* What is expected *
Reproduce the listing from its start through the line containing "(1241, 356)", both ends included and with every request kept. Shift each point coordinate in the answers, both x and y, by adding -12.

* Data provided *
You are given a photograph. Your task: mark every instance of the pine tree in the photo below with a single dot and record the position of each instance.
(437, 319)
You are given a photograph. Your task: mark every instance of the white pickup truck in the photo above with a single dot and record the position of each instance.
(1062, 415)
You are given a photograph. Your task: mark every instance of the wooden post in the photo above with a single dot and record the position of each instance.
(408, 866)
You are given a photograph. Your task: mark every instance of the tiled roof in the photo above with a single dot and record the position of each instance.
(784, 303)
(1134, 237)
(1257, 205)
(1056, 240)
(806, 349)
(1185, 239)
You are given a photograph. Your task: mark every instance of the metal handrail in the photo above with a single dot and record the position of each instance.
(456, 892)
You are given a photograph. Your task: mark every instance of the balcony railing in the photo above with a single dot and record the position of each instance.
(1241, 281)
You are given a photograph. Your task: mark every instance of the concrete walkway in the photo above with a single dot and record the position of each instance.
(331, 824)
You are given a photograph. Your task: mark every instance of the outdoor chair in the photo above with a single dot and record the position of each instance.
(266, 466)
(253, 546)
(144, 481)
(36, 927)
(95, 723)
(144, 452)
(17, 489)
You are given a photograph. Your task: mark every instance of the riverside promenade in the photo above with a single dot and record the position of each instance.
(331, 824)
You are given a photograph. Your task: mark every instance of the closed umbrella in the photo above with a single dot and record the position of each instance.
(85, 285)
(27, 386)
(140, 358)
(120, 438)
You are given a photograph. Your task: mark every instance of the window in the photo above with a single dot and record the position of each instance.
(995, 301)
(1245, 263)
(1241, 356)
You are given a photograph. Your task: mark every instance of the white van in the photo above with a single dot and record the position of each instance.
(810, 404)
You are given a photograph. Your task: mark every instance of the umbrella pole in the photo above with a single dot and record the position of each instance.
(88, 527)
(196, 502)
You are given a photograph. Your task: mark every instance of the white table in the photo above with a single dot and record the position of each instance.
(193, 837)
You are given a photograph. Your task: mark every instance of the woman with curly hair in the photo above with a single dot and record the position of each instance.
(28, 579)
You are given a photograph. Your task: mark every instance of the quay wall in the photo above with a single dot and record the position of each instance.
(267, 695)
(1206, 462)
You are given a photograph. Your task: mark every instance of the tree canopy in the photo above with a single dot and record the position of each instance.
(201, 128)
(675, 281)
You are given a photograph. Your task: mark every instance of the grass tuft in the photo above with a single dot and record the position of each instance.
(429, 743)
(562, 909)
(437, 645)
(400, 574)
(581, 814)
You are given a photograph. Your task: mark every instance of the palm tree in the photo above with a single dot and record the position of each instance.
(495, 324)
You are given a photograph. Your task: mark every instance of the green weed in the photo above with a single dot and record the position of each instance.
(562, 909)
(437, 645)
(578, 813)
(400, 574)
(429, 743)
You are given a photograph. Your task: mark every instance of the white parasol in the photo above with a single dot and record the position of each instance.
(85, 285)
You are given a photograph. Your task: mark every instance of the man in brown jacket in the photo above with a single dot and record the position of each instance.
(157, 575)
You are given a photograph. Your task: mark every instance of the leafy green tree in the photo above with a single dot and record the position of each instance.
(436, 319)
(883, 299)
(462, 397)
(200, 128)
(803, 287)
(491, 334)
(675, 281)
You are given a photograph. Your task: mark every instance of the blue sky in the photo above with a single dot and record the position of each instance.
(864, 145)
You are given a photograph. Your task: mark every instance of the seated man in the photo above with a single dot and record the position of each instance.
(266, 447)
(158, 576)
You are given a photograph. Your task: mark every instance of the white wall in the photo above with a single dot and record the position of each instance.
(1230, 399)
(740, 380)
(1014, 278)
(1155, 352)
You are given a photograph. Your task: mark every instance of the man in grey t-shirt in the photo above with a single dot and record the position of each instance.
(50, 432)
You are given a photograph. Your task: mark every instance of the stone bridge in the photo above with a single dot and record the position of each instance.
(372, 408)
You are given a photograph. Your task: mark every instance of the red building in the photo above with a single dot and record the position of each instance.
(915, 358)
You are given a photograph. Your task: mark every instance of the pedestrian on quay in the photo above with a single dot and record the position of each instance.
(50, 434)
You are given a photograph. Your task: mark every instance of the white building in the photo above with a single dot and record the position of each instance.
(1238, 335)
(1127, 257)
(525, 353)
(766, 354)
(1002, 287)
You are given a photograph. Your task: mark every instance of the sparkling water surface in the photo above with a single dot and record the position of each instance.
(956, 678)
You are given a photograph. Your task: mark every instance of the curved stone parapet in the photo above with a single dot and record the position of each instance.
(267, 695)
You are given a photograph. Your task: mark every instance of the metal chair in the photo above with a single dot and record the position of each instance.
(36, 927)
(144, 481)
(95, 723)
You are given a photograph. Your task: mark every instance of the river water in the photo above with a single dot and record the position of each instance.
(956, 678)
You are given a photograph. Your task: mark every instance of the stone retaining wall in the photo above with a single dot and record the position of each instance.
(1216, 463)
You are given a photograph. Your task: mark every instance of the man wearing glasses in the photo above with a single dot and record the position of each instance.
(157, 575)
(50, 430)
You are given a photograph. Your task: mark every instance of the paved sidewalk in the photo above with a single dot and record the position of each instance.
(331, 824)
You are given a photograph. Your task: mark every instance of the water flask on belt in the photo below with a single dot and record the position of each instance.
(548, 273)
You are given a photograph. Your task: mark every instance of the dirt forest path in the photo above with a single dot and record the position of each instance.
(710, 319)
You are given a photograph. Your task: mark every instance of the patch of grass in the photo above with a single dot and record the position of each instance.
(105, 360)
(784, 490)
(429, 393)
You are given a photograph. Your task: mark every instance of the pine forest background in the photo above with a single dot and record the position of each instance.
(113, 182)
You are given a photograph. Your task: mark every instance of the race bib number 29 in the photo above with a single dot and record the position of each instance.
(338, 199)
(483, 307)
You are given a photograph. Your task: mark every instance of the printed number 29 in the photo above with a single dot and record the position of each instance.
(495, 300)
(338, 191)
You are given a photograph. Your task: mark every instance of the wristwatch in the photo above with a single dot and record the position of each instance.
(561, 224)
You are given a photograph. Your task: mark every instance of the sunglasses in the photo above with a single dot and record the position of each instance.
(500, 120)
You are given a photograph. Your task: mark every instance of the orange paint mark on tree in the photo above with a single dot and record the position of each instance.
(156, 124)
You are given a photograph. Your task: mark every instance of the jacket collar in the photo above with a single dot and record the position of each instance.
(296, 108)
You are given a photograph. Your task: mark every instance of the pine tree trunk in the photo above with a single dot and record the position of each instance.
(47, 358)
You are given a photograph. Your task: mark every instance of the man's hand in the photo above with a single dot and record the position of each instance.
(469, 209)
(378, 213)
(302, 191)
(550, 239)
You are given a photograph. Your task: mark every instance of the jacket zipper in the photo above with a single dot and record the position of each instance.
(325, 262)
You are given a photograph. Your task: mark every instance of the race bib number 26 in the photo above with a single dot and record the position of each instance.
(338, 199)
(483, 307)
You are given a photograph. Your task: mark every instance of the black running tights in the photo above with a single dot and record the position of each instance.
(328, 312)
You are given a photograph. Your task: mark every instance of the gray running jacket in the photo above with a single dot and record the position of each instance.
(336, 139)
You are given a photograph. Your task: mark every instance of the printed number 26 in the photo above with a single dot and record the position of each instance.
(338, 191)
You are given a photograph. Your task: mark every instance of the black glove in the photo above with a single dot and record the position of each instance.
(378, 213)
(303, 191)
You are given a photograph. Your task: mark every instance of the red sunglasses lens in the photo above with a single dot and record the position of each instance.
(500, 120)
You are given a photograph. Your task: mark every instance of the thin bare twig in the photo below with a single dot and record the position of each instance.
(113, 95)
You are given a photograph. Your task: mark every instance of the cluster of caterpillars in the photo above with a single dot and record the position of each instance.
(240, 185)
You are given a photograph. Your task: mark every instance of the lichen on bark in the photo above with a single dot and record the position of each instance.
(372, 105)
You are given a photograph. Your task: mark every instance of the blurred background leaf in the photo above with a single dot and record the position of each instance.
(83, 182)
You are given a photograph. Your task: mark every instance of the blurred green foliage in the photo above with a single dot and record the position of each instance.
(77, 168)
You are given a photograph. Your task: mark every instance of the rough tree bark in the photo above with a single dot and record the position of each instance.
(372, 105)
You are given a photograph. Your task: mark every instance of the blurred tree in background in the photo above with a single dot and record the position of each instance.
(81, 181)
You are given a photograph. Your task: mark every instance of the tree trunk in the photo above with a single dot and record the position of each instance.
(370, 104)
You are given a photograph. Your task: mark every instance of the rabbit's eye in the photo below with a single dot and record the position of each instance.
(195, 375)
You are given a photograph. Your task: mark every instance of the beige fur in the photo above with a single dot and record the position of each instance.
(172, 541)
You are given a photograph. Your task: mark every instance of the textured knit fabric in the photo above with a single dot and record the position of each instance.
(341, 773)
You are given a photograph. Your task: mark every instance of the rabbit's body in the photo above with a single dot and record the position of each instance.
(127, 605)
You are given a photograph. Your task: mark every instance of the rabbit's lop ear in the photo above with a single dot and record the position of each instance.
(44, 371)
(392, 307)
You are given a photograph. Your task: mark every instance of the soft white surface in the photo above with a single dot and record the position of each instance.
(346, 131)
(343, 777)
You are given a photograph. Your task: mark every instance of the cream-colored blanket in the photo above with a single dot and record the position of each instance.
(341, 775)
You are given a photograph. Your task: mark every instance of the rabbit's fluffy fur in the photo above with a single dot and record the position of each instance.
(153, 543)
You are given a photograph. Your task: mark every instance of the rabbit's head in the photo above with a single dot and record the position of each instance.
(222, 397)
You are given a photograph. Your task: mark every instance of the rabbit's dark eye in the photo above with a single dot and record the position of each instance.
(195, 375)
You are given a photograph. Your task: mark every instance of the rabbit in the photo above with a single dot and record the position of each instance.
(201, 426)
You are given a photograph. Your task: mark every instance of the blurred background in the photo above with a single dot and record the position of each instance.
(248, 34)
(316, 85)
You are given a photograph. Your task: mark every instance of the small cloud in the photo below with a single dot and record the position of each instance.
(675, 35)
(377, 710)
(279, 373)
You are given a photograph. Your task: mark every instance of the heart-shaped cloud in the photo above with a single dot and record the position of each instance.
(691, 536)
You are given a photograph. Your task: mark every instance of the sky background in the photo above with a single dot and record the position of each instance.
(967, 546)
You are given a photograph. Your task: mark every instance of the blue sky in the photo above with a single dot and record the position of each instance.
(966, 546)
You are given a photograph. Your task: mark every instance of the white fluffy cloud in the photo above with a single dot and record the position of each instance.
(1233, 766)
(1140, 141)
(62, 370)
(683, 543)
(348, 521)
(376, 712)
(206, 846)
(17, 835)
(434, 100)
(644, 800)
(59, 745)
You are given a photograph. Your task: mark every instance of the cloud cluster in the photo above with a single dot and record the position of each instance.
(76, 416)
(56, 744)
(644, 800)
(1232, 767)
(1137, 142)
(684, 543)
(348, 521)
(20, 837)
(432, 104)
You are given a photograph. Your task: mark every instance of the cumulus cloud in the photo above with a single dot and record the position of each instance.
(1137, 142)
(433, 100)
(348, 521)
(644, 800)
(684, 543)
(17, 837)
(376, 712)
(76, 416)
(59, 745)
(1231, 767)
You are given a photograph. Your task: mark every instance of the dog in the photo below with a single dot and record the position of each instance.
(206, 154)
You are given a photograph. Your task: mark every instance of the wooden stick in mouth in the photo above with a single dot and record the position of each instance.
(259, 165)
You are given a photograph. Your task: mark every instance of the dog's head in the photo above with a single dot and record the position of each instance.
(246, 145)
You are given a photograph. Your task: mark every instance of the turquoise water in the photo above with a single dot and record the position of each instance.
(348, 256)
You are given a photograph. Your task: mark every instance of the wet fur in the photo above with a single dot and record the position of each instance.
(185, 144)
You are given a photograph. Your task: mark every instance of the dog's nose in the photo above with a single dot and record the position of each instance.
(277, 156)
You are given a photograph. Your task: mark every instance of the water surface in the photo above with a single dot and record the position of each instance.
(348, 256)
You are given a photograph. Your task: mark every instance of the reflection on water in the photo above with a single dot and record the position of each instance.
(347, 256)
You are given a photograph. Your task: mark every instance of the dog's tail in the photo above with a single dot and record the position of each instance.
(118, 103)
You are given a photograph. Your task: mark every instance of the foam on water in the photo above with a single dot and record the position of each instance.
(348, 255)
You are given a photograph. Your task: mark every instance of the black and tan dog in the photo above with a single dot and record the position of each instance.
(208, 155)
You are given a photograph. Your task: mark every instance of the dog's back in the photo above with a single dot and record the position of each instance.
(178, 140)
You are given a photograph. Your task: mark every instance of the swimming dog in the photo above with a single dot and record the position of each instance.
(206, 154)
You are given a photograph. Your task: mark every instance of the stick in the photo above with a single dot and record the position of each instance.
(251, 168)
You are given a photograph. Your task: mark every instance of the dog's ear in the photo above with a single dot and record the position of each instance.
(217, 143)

* Exercise solution *
You are given a photograph. Your task: mark every instance of the pine tree in the photo below with a single dot and record the position of each instance.
(425, 307)
You are given a photograph. Your task: mark every instance of the white pickup truck in the photo above with a single dot and record the position of each instance.
(1050, 403)
You are given a photograph. Your task: mark every instance of the wooden post in the photo above with a single dot and record the position of each instance.
(396, 854)
You are given a photograph. Your task: mark every instance of the tiled roof in the photo above with a single dot and record the position of each instance.
(772, 291)
(1122, 225)
(1245, 193)
(1044, 228)
(794, 337)
(1173, 227)
You are given a photograph. Your task: mark every instance of the metal handrail in the photo above with a single dot and record the position of each instance.
(444, 880)
You are given a photograph. Your task: mark every instance of the balcony railing in the photo above with a single dot and record the position of each instance.
(1229, 269)
You are given a photograph. Your task: mark every instance of the concrete walkway in the photo above with a single dot and record the position of each instance.
(319, 812)
You are given a photograph. Your task: mark every instance of the outdoor chair in the photo above with a single dot and record the position of each instance.
(254, 454)
(241, 534)
(132, 469)
(24, 915)
(83, 711)
(132, 440)
(5, 477)
You are given a photograph. Your task: mark every instance of the riverside promenade in the photo above with a single dot and record the position of each instance.
(319, 812)
You are given a photograph. Your task: mark every instance of the closed umbrella in the photo above with a single dot and record the position of each instance.
(73, 273)
(15, 374)
(128, 346)
(108, 426)
You are given a photograph. Your task: mark every instance of the window in the photo above with a single dot and record the position of each instance.
(983, 289)
(1233, 251)
(1229, 344)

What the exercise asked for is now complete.